▸ TASK GOAL
Convert the data below into a JSON list of strings with one string per line, omitting blank lines.

▸ DATA EXTRACT

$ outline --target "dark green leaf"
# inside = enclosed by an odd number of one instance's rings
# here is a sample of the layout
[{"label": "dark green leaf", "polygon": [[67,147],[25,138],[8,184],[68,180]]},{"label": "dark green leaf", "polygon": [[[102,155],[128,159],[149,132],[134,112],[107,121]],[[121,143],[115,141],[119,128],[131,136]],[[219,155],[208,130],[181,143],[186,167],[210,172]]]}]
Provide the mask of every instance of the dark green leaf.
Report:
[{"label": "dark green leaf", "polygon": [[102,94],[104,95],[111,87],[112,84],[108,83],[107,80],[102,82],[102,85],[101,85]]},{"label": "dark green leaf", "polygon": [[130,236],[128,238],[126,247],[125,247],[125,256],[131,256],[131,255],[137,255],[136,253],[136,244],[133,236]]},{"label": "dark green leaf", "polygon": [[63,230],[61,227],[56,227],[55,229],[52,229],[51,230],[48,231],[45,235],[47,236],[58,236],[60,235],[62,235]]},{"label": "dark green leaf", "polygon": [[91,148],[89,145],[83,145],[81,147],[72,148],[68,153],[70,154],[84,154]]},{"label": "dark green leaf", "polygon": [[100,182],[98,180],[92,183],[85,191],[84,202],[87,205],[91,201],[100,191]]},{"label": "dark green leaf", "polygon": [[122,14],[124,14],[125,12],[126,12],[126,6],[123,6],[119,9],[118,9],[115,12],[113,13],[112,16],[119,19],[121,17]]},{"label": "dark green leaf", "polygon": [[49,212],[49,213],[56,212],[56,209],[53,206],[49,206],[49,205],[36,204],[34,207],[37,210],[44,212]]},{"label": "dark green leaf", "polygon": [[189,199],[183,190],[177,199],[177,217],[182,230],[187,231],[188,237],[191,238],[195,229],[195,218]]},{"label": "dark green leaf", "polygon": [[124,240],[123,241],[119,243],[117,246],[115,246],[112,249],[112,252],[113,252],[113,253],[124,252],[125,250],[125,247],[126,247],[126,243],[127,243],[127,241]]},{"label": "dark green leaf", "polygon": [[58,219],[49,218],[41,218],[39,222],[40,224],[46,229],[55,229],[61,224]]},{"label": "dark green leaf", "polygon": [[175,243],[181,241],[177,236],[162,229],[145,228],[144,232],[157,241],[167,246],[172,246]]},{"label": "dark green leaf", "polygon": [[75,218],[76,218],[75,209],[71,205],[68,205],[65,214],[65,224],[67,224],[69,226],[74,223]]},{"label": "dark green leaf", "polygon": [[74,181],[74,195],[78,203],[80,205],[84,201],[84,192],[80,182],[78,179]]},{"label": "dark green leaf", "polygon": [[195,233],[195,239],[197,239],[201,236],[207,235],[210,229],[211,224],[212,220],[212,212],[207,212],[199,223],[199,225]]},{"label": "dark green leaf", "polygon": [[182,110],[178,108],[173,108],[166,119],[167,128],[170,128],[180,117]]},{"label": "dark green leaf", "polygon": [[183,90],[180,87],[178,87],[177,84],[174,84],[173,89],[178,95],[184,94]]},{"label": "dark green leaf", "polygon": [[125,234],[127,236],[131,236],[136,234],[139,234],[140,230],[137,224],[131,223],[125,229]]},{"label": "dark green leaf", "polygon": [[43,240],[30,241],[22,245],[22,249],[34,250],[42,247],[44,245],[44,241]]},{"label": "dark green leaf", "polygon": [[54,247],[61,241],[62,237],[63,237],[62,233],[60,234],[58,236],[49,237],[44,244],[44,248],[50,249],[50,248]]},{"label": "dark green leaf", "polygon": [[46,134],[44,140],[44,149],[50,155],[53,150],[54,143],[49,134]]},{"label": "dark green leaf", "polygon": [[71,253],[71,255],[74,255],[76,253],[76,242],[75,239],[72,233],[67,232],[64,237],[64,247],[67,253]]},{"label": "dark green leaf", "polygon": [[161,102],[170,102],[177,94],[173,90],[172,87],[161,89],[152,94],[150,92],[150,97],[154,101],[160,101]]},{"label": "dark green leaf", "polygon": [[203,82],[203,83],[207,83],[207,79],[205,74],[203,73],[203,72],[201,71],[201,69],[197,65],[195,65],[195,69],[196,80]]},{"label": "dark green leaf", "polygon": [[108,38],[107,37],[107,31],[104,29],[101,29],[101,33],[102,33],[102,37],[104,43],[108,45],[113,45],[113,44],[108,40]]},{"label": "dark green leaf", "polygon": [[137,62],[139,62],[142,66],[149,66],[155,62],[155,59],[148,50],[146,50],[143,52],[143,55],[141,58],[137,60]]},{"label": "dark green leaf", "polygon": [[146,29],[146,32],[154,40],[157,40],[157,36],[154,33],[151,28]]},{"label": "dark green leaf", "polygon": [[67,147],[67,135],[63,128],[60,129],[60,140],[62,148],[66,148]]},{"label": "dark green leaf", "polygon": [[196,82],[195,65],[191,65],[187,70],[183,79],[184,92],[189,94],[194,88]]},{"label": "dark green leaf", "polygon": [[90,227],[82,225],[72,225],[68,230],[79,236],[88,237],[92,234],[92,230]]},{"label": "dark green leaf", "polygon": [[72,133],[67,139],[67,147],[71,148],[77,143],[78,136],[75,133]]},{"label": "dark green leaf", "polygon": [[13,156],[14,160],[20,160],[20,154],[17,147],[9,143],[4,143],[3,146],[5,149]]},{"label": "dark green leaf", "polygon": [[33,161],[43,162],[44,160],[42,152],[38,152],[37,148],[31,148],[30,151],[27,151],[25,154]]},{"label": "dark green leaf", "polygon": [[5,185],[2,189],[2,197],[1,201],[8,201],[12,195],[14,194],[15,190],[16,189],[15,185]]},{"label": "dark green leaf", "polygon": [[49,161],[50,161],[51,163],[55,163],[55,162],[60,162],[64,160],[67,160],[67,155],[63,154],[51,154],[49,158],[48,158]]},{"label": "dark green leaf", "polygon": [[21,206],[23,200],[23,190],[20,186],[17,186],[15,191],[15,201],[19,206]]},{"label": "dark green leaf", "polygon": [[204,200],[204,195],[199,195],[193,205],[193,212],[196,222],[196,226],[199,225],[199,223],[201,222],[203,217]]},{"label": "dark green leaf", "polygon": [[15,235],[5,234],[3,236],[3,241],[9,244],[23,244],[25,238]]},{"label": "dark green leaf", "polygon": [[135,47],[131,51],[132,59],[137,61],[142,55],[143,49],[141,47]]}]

▸ PROBLEM SOLUTION
[
  "$ outline --target \"dark green leaf\"",
  "# inside = enclosed by an odd number of one instance's rings",
  "# here is a sample of the layout",
  "[{\"label\": \"dark green leaf\", \"polygon\": [[67,147],[25,138],[8,184],[68,180]]},{\"label\": \"dark green leaf\", \"polygon\": [[[102,155],[128,159],[149,132],[134,112],[107,121]],[[121,143],[115,141],[119,128],[131,136]],[[219,155],[208,130],[181,143],[186,167],[210,172]]]}]",
  "Provide the mask of every instance of the dark green leaf.",
  "Report:",
  "[{\"label\": \"dark green leaf\", \"polygon\": [[102,94],[104,95],[111,87],[112,84],[108,83],[107,80],[102,82],[102,85],[101,85]]},{\"label\": \"dark green leaf\", \"polygon\": [[130,236],[128,238],[126,247],[125,247],[125,256],[131,256],[131,255],[137,255],[136,253],[136,244],[133,236]]},{\"label\": \"dark green leaf\", \"polygon\": [[63,230],[61,227],[56,227],[55,229],[52,229],[51,230],[48,231],[45,235],[47,236],[58,236],[60,235],[62,235]]},{\"label\": \"dark green leaf\", \"polygon\": [[91,148],[89,145],[83,145],[81,147],[72,148],[68,153],[70,154],[84,154]]},{\"label\": \"dark green leaf\", \"polygon\": [[100,182],[98,180],[92,183],[85,191],[84,202],[87,205],[91,201],[100,191]]},{\"label\": \"dark green leaf\", \"polygon\": [[122,14],[124,14],[125,12],[126,12],[126,6],[123,6],[119,9],[118,9],[115,12],[113,13],[112,16],[119,19],[121,17]]},{\"label\": \"dark green leaf\", \"polygon\": [[49,212],[49,213],[56,212],[56,209],[53,206],[49,206],[49,205],[36,204],[34,207],[37,210],[44,212]]},{\"label\": \"dark green leaf\", \"polygon\": [[189,199],[183,190],[177,199],[177,217],[182,230],[187,231],[188,237],[191,238],[195,229],[195,218]]},{\"label\": \"dark green leaf\", \"polygon\": [[124,240],[123,241],[119,243],[117,246],[115,246],[112,249],[112,252],[113,252],[113,253],[124,252],[125,250],[125,247],[126,247],[126,243],[127,243],[127,241]]},{\"label\": \"dark green leaf\", \"polygon\": [[58,219],[49,218],[41,218],[39,222],[40,224],[46,229],[55,229],[61,224]]},{\"label\": \"dark green leaf\", \"polygon\": [[175,243],[181,241],[177,236],[162,229],[145,228],[144,232],[157,241],[167,246],[172,246]]},{\"label\": \"dark green leaf\", \"polygon\": [[75,218],[76,218],[75,209],[71,205],[68,205],[65,214],[65,224],[67,224],[69,226],[74,223]]},{\"label\": \"dark green leaf\", \"polygon\": [[74,181],[74,195],[78,203],[80,205],[84,201],[84,192],[80,182],[78,179]]},{\"label\": \"dark green leaf\", \"polygon\": [[195,233],[195,239],[197,239],[201,236],[207,235],[210,229],[211,224],[212,220],[212,212],[207,212],[199,223],[199,225]]},{\"label\": \"dark green leaf\", \"polygon\": [[182,110],[178,108],[173,108],[166,119],[167,128],[170,128],[180,117]]},{\"label\": \"dark green leaf\", \"polygon\": [[183,90],[180,87],[178,87],[177,84],[174,84],[173,89],[178,95],[184,94]]},{\"label\": \"dark green leaf\", \"polygon\": [[125,234],[127,236],[131,236],[136,234],[139,234],[140,230],[137,224],[131,223],[125,229]]},{\"label\": \"dark green leaf\", \"polygon\": [[43,240],[30,241],[22,245],[22,249],[34,250],[42,247],[44,245],[44,241]]},{\"label\": \"dark green leaf\", \"polygon\": [[54,247],[61,241],[62,237],[63,237],[62,233],[60,234],[58,236],[49,237],[44,244],[44,248],[50,249],[50,248]]},{\"label\": \"dark green leaf\", \"polygon\": [[46,134],[44,140],[44,149],[50,155],[53,150],[54,143],[49,134]]},{\"label\": \"dark green leaf\", \"polygon\": [[71,253],[71,255],[74,255],[76,253],[76,242],[75,239],[72,233],[67,232],[64,237],[64,247],[67,253]]},{\"label\": \"dark green leaf\", \"polygon\": [[161,102],[170,102],[177,94],[173,90],[172,87],[161,89],[152,94],[150,92],[150,97],[154,101],[160,101]]},{\"label\": \"dark green leaf\", \"polygon\": [[203,82],[203,83],[207,83],[207,79],[205,74],[203,73],[203,72],[201,71],[201,69],[197,65],[195,65],[195,69],[196,80]]},{\"label\": \"dark green leaf\", \"polygon\": [[108,38],[107,37],[107,31],[104,29],[101,29],[101,33],[102,33],[102,37],[104,43],[108,45],[113,45],[113,44],[108,40]]},{\"label\": \"dark green leaf\", \"polygon\": [[137,62],[139,62],[142,66],[149,66],[155,62],[155,59],[148,50],[146,50],[143,52],[143,55],[141,58],[137,60]]},{\"label\": \"dark green leaf\", \"polygon\": [[146,29],[146,32],[154,40],[157,40],[157,36],[154,33],[151,28]]},{\"label\": \"dark green leaf\", \"polygon\": [[67,147],[67,135],[63,128],[60,129],[60,140],[62,148],[66,148]]},{\"label\": \"dark green leaf\", \"polygon\": [[196,82],[195,65],[191,65],[187,70],[183,79],[184,92],[189,94],[194,88]]},{\"label\": \"dark green leaf\", \"polygon\": [[90,227],[82,225],[72,225],[68,230],[79,236],[88,237],[92,234],[92,230]]},{\"label\": \"dark green leaf\", \"polygon\": [[72,133],[67,139],[67,147],[71,148],[77,143],[78,136],[75,133]]},{\"label\": \"dark green leaf\", \"polygon\": [[13,156],[14,160],[20,160],[20,154],[17,147],[9,143],[4,143],[3,146],[5,149]]},{\"label\": \"dark green leaf\", \"polygon\": [[33,161],[43,162],[44,160],[42,152],[38,152],[37,148],[31,148],[30,151],[27,151],[25,154]]},{\"label\": \"dark green leaf\", \"polygon\": [[5,185],[2,189],[2,197],[1,201],[8,201],[12,195],[14,194],[15,190],[16,189],[15,185]]},{\"label\": \"dark green leaf\", \"polygon\": [[49,161],[50,161],[51,163],[55,163],[55,162],[60,162],[64,160],[67,160],[67,155],[63,154],[51,154],[49,158],[48,158]]},{\"label\": \"dark green leaf\", \"polygon\": [[21,206],[23,200],[23,190],[20,186],[17,186],[15,191],[15,201],[19,206]]},{\"label\": \"dark green leaf\", \"polygon\": [[204,200],[204,195],[199,195],[193,205],[193,212],[196,222],[196,226],[199,225],[199,223],[201,222],[203,217]]},{\"label\": \"dark green leaf\", \"polygon\": [[15,235],[5,234],[3,236],[3,241],[9,244],[23,244],[25,238]]},{\"label\": \"dark green leaf\", \"polygon\": [[135,47],[131,51],[132,59],[137,61],[142,55],[143,49],[141,47]]}]"
]